* The problem
Pick out each line in the records that contains the string "negative" and copy those lines in full.

* Available data
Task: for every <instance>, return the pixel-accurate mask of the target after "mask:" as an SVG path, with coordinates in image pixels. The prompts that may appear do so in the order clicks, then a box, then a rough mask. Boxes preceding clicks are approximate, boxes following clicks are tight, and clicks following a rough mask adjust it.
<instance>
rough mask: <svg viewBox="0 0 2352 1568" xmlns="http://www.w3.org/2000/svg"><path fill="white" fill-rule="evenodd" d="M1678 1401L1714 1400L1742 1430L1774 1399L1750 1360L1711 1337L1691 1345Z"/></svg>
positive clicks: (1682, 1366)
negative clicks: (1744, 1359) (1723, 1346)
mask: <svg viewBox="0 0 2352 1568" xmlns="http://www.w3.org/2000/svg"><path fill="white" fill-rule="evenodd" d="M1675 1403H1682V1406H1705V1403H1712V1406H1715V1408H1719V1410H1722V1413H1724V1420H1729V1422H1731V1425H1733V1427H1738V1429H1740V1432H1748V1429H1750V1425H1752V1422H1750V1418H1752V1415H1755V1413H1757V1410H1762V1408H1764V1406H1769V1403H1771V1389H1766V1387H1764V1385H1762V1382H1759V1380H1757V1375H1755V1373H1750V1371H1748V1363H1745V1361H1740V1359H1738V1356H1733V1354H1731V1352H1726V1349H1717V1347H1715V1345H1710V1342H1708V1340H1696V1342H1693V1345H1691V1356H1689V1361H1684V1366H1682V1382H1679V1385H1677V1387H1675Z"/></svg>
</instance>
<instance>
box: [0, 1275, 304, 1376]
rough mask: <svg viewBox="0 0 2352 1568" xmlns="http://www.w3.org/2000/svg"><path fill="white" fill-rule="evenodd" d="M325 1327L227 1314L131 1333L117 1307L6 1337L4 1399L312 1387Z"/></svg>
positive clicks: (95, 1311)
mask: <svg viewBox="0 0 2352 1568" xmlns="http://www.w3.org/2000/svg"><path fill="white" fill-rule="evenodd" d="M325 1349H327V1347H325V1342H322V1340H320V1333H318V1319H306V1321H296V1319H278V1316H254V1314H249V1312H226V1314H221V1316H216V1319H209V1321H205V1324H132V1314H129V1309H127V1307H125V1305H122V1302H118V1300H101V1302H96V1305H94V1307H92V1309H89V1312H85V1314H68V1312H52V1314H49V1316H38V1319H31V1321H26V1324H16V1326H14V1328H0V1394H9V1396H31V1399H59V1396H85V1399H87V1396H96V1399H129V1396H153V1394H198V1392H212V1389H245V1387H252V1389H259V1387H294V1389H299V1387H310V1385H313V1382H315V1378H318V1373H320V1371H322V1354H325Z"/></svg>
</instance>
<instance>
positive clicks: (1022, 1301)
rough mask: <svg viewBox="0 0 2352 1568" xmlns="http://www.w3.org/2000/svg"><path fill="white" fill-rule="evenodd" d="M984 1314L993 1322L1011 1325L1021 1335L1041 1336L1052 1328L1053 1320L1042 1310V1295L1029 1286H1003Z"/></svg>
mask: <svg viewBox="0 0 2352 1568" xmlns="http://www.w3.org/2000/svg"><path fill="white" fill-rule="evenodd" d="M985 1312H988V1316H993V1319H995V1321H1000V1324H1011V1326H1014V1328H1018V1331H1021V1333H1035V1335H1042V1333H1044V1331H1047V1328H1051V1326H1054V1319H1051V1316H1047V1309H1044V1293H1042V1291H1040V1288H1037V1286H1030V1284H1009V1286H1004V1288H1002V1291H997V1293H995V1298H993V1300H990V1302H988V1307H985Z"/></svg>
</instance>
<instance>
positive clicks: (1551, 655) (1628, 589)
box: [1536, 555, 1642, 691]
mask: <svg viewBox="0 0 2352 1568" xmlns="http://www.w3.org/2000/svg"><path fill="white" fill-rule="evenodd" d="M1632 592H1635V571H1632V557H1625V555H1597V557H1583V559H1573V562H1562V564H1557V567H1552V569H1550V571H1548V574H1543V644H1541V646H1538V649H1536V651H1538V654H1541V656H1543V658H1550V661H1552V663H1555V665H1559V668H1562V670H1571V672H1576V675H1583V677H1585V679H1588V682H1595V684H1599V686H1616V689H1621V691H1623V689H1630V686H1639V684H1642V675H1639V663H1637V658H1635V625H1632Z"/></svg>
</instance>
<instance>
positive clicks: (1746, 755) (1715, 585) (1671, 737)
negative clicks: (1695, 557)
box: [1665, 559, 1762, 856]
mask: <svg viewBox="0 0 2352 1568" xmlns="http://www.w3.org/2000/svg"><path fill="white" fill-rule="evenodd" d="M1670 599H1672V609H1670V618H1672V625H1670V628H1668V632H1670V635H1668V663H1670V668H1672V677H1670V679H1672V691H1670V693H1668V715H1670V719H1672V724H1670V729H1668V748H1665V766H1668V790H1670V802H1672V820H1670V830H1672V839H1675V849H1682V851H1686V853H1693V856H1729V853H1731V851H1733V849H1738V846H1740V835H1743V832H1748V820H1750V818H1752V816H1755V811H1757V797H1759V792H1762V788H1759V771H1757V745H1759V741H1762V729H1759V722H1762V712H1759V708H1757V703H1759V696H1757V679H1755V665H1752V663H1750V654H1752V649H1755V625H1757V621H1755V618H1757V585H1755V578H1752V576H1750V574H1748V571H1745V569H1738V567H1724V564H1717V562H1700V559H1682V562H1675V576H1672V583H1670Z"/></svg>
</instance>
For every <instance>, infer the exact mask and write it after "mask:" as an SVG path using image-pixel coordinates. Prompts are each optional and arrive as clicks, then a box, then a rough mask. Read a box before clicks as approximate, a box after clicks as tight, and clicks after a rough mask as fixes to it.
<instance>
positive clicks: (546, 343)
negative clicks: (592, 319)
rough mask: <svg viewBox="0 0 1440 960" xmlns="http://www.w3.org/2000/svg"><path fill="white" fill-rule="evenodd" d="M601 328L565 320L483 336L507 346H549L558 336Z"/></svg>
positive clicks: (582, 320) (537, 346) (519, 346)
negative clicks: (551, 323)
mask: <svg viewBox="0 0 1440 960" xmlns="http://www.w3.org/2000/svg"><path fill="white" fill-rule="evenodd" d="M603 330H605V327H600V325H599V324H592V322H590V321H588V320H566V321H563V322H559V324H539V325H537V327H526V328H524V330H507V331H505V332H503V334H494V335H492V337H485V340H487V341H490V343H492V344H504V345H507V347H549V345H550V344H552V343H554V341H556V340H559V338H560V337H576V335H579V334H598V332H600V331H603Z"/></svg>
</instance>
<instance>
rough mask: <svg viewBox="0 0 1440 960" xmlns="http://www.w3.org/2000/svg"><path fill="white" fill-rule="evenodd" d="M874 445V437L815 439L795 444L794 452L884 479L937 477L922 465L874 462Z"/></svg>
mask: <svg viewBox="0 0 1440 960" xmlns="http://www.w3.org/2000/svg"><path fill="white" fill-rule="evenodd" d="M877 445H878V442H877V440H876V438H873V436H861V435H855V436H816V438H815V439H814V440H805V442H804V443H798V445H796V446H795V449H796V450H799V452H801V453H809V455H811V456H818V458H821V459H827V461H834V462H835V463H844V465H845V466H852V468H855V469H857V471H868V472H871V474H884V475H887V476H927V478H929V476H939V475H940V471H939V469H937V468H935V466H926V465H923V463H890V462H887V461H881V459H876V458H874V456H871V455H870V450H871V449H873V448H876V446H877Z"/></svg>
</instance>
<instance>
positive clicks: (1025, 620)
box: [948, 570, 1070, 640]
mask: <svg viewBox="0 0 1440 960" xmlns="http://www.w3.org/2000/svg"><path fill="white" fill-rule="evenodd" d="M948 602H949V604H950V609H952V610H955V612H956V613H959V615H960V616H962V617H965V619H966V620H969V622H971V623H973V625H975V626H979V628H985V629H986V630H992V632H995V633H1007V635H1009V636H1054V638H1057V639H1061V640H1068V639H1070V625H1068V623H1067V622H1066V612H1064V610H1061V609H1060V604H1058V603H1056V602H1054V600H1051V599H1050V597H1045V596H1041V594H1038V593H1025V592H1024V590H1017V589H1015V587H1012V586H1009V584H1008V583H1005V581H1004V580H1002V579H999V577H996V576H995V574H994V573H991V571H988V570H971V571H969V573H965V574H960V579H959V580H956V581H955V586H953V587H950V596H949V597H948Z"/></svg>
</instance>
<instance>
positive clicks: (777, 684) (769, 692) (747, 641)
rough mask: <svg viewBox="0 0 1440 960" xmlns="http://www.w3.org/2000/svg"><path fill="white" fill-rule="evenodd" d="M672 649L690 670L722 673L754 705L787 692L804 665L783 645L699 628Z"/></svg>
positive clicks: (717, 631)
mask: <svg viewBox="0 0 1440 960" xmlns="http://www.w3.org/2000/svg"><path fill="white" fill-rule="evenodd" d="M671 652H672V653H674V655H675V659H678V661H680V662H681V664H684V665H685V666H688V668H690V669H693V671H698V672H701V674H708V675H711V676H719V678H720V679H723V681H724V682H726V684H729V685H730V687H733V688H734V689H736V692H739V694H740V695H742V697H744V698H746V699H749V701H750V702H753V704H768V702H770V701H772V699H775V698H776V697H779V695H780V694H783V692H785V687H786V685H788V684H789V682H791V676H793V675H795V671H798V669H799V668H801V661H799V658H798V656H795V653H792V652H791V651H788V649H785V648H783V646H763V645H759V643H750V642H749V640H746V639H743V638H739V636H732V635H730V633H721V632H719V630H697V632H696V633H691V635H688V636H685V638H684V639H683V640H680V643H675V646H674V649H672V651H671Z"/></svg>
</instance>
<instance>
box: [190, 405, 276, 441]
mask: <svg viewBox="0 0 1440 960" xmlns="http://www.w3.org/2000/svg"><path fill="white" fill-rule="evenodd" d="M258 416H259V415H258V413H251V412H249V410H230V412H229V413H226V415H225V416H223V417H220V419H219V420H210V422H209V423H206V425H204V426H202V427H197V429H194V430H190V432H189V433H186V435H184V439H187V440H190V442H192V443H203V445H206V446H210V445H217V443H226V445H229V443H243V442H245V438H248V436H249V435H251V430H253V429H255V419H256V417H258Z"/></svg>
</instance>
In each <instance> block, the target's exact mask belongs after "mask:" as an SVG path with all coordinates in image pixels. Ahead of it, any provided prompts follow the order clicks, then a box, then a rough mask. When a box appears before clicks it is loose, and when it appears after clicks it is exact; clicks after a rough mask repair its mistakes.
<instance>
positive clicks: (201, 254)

* Result
negative clicks: (1744, 1359) (1723, 1346)
negative clicks: (1695, 557)
negative clicks: (592, 319)
negative clicks: (551, 323)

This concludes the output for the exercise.